#### Request
Copy out in full every line of the records below that contains the string "approximate", treating uppercase and lowercase letters as distinct.

#### Input for this task
• • • • • • •

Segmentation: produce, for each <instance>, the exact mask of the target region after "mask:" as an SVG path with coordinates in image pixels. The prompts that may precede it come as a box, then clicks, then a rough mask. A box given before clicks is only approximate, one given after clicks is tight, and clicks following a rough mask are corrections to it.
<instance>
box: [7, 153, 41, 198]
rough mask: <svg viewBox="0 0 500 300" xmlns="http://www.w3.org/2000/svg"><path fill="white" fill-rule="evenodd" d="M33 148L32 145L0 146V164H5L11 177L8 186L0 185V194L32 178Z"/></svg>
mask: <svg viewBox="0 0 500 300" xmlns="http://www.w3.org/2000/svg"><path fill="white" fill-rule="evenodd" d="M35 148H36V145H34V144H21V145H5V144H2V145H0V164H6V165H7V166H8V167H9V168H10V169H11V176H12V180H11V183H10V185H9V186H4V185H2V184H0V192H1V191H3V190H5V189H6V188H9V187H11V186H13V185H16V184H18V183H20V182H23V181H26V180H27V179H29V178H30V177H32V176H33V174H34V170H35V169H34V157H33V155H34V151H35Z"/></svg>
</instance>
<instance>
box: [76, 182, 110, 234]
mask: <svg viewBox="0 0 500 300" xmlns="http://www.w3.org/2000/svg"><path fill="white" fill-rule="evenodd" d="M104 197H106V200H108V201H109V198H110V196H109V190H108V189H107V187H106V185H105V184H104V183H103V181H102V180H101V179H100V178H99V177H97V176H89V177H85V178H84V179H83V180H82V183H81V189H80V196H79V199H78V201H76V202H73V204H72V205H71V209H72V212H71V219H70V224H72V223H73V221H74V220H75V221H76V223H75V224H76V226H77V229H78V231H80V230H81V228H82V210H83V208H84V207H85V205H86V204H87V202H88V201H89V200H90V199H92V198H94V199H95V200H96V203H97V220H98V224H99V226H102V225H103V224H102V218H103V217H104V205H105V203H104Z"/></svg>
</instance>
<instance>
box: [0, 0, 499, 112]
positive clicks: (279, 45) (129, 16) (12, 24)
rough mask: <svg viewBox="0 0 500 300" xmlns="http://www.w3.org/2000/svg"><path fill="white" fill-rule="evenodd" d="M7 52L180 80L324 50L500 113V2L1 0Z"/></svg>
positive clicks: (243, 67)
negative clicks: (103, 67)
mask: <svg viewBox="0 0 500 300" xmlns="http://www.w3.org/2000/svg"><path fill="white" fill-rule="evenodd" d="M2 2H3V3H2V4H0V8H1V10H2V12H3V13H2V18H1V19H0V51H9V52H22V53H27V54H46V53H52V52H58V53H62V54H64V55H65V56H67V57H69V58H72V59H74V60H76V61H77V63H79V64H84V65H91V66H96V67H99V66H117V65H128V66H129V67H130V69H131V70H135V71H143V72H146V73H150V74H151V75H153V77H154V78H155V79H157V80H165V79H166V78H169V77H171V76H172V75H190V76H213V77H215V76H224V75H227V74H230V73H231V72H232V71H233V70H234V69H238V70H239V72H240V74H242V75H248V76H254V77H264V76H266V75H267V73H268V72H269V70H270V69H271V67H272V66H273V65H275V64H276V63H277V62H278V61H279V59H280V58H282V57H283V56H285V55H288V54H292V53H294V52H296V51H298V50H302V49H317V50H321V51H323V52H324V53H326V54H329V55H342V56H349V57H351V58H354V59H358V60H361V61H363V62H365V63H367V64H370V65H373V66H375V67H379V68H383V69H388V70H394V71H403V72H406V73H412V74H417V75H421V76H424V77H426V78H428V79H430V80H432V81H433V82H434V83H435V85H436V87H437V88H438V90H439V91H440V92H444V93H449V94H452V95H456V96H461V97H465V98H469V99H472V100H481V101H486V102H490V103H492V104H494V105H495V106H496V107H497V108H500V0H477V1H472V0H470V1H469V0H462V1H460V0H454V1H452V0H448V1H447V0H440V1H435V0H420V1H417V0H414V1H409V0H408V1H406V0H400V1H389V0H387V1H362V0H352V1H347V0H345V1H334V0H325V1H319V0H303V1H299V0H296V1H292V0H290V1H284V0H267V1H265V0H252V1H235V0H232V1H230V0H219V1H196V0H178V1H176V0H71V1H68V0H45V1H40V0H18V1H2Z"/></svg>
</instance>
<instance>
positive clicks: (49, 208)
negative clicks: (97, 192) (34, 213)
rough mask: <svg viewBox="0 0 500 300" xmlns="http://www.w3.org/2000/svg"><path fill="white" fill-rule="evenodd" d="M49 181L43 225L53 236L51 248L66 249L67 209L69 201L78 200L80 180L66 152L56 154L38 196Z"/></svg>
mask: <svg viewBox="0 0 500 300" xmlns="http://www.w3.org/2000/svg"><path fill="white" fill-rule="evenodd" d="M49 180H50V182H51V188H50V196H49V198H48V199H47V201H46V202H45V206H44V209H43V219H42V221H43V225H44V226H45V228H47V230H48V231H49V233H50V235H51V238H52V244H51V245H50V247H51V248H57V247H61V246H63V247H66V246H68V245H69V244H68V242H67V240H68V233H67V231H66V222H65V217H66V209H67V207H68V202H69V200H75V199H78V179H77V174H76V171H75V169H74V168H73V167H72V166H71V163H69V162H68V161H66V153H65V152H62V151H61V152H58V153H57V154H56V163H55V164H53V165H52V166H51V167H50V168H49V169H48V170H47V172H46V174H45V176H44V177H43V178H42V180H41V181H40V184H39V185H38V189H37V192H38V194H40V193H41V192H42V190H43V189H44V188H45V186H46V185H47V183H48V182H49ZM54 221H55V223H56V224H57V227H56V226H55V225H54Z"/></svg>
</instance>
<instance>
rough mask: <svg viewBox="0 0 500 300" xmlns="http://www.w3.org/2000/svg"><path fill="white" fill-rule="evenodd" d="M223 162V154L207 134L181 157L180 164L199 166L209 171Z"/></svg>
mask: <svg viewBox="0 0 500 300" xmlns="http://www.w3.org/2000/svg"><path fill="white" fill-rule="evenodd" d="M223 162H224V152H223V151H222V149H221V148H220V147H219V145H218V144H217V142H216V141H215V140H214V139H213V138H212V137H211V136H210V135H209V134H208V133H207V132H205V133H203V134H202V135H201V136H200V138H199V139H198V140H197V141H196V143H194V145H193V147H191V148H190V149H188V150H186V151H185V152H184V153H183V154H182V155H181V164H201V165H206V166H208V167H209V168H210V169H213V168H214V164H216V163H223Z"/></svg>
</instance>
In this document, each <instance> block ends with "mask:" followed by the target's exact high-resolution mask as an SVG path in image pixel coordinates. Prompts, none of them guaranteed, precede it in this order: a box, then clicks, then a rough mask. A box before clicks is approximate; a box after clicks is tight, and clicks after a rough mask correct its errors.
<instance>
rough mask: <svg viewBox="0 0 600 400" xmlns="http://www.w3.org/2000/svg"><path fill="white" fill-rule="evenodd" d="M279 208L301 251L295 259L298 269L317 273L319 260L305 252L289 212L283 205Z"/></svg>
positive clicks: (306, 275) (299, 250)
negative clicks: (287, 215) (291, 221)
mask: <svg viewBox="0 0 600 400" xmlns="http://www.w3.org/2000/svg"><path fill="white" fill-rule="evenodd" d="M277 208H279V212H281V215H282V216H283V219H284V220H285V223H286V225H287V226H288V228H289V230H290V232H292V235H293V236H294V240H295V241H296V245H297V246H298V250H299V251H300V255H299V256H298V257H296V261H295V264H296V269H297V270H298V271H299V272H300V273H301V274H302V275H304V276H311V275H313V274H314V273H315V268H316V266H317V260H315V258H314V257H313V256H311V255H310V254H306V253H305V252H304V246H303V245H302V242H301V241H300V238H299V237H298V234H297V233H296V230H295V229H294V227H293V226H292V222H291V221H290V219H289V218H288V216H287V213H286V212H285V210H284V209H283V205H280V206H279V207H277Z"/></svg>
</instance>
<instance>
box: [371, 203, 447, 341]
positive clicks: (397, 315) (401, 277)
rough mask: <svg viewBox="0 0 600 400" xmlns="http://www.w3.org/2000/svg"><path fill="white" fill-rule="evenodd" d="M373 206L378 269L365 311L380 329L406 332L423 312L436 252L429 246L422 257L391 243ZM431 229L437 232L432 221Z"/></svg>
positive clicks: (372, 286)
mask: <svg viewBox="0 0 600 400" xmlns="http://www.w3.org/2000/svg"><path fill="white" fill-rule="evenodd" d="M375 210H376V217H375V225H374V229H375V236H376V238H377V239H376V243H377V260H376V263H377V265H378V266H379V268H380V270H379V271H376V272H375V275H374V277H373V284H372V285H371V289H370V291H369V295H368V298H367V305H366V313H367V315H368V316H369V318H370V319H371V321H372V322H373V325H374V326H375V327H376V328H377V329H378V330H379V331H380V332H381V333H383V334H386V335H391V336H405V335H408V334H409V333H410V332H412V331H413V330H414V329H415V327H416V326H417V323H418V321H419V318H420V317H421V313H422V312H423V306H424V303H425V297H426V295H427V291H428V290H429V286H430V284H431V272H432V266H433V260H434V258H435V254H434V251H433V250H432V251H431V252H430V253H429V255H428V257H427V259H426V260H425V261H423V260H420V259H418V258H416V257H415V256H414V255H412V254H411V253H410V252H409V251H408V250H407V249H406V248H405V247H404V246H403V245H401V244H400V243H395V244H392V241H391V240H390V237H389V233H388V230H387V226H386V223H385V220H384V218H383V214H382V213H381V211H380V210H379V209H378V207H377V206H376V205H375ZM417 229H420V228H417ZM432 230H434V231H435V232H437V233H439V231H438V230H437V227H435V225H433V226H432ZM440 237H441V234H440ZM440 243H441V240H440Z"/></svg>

• • • • • • •

#### Your solution
Segmentation: produce, for each <instance>, the exact mask of the target region after "mask:" as an SVG path with coordinates in image pixels. The prompts that may precede it come as a box, then clicks, then a rough mask. A box given before clicks is only approximate, one given after clicks is tight, and clicks following a rough mask are corrections to it.
In this document, each <instance> block ends with "mask:" followed by the target's exact high-resolution mask as an SVG path in image pixel coordinates. Prompts, none of them guaranteed, precede it in this order: a box, then clicks, then a rough mask. A box before clicks is approximate; a box after clicks is tight, and clicks after a rough mask correct its errors.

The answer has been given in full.